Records

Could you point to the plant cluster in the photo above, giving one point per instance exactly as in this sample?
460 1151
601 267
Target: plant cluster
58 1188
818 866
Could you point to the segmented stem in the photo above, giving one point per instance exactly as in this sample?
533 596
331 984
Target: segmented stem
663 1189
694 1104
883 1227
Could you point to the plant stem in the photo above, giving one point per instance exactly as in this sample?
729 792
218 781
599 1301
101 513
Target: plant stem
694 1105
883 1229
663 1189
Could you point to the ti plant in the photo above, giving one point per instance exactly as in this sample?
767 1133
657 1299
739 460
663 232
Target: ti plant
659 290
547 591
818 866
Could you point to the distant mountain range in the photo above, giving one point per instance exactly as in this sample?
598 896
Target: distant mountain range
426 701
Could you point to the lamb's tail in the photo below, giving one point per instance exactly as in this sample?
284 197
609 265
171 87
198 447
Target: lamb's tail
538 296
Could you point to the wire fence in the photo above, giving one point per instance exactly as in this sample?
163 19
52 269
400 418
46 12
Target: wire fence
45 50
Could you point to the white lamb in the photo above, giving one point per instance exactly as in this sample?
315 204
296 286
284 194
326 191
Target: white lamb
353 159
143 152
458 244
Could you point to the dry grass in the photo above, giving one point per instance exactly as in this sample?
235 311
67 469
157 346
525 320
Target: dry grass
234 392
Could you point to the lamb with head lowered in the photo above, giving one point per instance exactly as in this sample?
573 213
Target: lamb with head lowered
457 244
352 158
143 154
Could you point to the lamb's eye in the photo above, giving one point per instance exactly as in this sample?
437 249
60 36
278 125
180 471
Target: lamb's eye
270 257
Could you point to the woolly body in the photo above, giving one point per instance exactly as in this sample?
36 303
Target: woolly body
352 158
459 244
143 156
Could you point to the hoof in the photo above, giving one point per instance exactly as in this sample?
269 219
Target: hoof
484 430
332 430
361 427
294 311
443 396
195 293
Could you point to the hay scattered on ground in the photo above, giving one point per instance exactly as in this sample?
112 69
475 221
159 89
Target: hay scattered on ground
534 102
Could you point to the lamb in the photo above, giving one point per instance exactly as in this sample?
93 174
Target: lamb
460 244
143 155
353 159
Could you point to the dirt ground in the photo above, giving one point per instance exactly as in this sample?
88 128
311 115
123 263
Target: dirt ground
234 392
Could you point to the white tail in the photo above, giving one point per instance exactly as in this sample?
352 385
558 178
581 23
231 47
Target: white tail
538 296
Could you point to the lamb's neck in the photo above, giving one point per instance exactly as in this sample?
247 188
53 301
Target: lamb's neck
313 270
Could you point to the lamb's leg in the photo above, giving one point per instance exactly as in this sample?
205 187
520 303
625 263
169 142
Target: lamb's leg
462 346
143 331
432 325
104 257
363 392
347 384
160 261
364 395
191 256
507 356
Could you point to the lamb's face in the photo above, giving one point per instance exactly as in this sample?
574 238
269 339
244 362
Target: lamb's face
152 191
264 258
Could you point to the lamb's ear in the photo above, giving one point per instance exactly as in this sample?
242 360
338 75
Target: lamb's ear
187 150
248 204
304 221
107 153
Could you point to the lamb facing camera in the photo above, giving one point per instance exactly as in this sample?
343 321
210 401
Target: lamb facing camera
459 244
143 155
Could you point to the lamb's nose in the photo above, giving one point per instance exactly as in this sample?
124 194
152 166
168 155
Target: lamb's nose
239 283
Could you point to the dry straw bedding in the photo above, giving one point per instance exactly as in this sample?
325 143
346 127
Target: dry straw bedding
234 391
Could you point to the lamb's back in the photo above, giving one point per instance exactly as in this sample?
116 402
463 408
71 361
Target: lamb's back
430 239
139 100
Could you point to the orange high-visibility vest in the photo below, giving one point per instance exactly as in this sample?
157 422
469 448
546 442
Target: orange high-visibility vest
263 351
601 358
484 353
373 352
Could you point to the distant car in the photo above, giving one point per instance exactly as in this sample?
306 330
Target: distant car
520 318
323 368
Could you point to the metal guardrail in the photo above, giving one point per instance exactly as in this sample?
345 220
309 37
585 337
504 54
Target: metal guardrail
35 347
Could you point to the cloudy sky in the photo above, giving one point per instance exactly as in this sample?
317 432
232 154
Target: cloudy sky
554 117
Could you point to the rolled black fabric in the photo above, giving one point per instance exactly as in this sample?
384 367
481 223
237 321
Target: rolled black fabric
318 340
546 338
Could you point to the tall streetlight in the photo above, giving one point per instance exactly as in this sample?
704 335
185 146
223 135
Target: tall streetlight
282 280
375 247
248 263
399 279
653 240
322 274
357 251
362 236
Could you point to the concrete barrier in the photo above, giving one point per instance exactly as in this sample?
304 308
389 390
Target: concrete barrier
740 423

> [WHAT THE TASK ASKS]: Convert all of the records above into a JSON list of strings, with one string per line and any blank lines dropped.

> [FULL ANSWER]:
[
  "Could you point to the plant cluster in the photo above, giving one point per instance exactly as in this sample?",
  "460 1151",
  "601 267",
  "Target: plant cluster",
  "58 1188",
  "818 866",
  "Could you point to the segmented stem in the photo above, giving one point per instance exactly as in this sample?",
  "533 596",
  "331 984",
  "Target: segmented stem",
  "663 1189",
  "694 1104",
  "883 1227",
  "Could you point to the plant stem in the photo above, giving one point per instance exactly as in this sample?",
  "729 792",
  "218 781",
  "599 1301",
  "101 513",
  "Target: plant stem",
  "694 1105",
  "883 1229",
  "663 1189",
  "Could you point to the ti plant in the photo above, giving one point per instance exactly as in this sample?",
  "767 1133",
  "657 1299",
  "739 460",
  "663 232",
  "Target: ti plant",
  "659 290",
  "547 591",
  "818 866",
  "Could you point to the distant mountain range in the photo above, giving one point per instance exactly as in this sample?",
  "598 896",
  "Target: distant mountain range",
  "426 701",
  "Could you point to the lamb's tail in the photo below, giving one point per instance exactly as in this sample?",
  "284 197",
  "609 265",
  "171 87",
  "198 447",
  "Target: lamb's tail",
  "538 296",
  "Could you point to the wire fence in the photo above, giving one point per instance exactly as in this sample?",
  "163 19",
  "52 269",
  "400 418",
  "46 12",
  "Target: wire fence",
  "45 50",
  "Could you point to the white lamb in the photo above, giving one point per instance exactly as in this sample?",
  "315 204",
  "296 286",
  "284 194",
  "326 191",
  "Target: white lamb",
  "353 159",
  "143 152",
  "458 244",
  "Could you point to the dry grass in the photo above, giving one point per instance exactly as in this sample?",
  "235 311",
  "67 469",
  "157 346",
  "525 320",
  "Target: dry grass",
  "234 392",
  "Could you point to the lamb with head lowered in the photo above, giving one point per instance exactly as in this sample?",
  "573 213",
  "Target: lamb with head lowered",
  "457 244",
  "352 158",
  "143 154",
  "Could you point to the lamb's eye in the photo above, giving one point per instance exactly as in this sample?",
  "437 249",
  "60 36",
  "278 125",
  "180 471",
  "Target: lamb's eye",
  "270 257",
  "Could you point to the woolly body in the photo above, giving one point per instance exactly as in this sample?",
  "36 303",
  "Target: woolly body",
  "352 158",
  "459 244",
  "143 156",
  "Could you point to the hoof in the photo above, giving one point per instance exactly as in this sample?",
  "269 219",
  "Target: hoof",
  "484 430",
  "332 430",
  "361 427",
  "294 311",
  "443 396",
  "195 293",
  "Could you point to the hay scattered on ground in the photo above, giving one point per instance exactly as in this sample?",
  "112 69",
  "475 221",
  "159 89",
  "Target: hay scattered on ground",
  "534 102",
  "Could you point to the lamb in the photo above, giving one point per instance exactly as in this sample?",
  "93 174",
  "Target: lamb",
  "460 244",
  "143 155",
  "353 159",
  "Could you point to the dirt ground in the photo above, giving one point per instance exactly as in this sample?",
  "88 128",
  "311 115",
  "123 263",
  "Target: dirt ground",
  "234 392",
  "Could you point to the white tail in the photo above, giving one point per instance exactly as in this sample?",
  "352 385",
  "558 178",
  "581 23",
  "231 47",
  "Target: white tail",
  "538 296",
  "Could you point to the lamb's neck in the photo above, giving one point per instance exactly as in this sample?",
  "247 188",
  "53 301",
  "Target: lamb's neck",
  "313 270",
  "Could you point to the lamb's leg in the photo above, giving one point per instance exactly as in this sample?",
  "205 187",
  "520 303",
  "625 263",
  "169 142",
  "Target: lamb's leg",
  "462 346",
  "143 331",
  "432 325",
  "104 257",
  "363 392",
  "347 384",
  "160 261",
  "364 395",
  "191 256",
  "507 356",
  "Could you point to the lamb's face in the photo above, giving one point per instance exactly as in this sample?",
  "574 238",
  "269 339",
  "244 362",
  "Target: lamb's face",
  "152 191",
  "264 258",
  "Could you point to the lamb's ear in the photo above, giving one point per instance exactly as in this sample?",
  "242 360",
  "338 75",
  "Target: lamb's ear",
  "187 150",
  "248 204",
  "304 221",
  "107 153",
  "Could you point to the lamb facing camera in the photo above, giving one point per instance exactly as in this sample?",
  "343 321",
  "210 401",
  "Target: lamb facing camera",
  "459 244",
  "143 155",
  "Could you point to the lamb's nose in the photo above, giving one point per instance exactly as in this sample?",
  "124 194",
  "152 166",
  "168 155",
  "Target: lamb's nose",
  "239 283",
  "Could you point to the dry straw bedding in the photo above, giving one point per instance exactly as in this sample?",
  "325 143",
  "346 127",
  "Target: dry straw bedding",
  "234 391",
  "Could you point to the lamb's back in the photo above, giving one point per instance exactly as in this sample?",
  "116 402",
  "463 408",
  "71 361",
  "Target: lamb's back",
  "430 239",
  "139 100",
  "Could you point to the orange high-visibility vest in the photo below, giving one point per instance exactly as in this sample?",
  "157 422",
  "469 448",
  "546 442",
  "Target: orange high-visibility vest",
  "263 351",
  "601 358",
  "484 353",
  "373 352",
  "Could you point to the distant car in the photo above, giving one point per instance exactly as in this sample?",
  "306 330",
  "Target: distant car",
  "520 318",
  "323 368",
  "Could you point to the metal guardrail in the photo above, giving one point per instance exactly as in this sample?",
  "345 220",
  "309 37",
  "585 337",
  "504 54",
  "Target: metal guardrail",
  "35 347",
  "Could you point to the cloudy sky in the photo above, giving one point per instance exactly as in this sample?",
  "317 432",
  "232 154",
  "Target: cloudy sky",
  "554 117",
  "Could you point to the rolled black fabric in the photo above, giving one point per instance exactly as in this sample?",
  "384 367",
  "481 223",
  "237 321",
  "Target: rolled black fabric",
  "318 340",
  "546 338",
  "Could you point to the tall streetlight in the photo above, giving one point per instance exactly as in this sample?",
  "704 335",
  "185 146",
  "223 135",
  "Target: tall streetlight",
  "282 280",
  "375 247",
  "248 263",
  "399 279",
  "653 240",
  "322 274",
  "357 251",
  "362 236",
  "Could you point to the concrete barrier in the photo above, giving one point per instance exactly as in this sample?",
  "304 308",
  "389 390",
  "Target: concrete barrier",
  "740 423"
]